*WHAT TO DO*
In the passage on Tantra, what meaning is given for the Sanskrit root "tan"?

*READING TEXT*
Let us begin with what Tantra is not.

Tantra is not primarily a sexual practice. The Western understanding — shaped by a mix of Victorian scandal, countercultural appropriation, and marketing — has reduced one of the most sophisticated spiritual systems ever developed to a euphemism for spiritualised sex.

The actual tradition is something entirely different. And vastly more interesting.

The word Tantra comes from the Sanskrit root tan — to weave or expand — and tra — instrument or method. A Tantra is literally an instrument for expansion — a complete system of practice for expanding consciousness.

Tantric texts — which number in the thousands, spanning Shaiva, Shakta, Vaishnava, and Buddhist lineages — cover philosophy, cosmology, ritual, mantra, yantra, meditation, initiation, ethics, medicine, astrology, and much more. They represent the most comprehensive body of practical spiritual knowledge in human history.

The central philosophical departure of Tantra from other Indian schools is its attitude toward the world and the body.

Classical Vedanta tends toward renunciation — the world is Maya, the body is an obstacle, the senses lead astray. Patanjali's yoga is built on restraint, discipline, the gradual withdrawal of consciousness from matter.

*GIVEN DATA*

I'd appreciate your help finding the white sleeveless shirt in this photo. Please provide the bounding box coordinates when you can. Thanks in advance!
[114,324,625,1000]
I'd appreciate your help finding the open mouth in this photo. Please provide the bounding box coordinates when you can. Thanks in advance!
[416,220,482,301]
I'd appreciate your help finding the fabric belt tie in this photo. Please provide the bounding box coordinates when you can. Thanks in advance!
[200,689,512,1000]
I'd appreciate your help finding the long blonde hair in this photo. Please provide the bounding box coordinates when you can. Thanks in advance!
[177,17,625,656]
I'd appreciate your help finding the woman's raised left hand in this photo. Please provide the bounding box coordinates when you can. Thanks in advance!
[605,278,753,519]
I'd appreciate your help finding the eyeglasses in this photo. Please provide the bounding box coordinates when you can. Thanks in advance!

*ANSWER SECTION*
To weave or expand.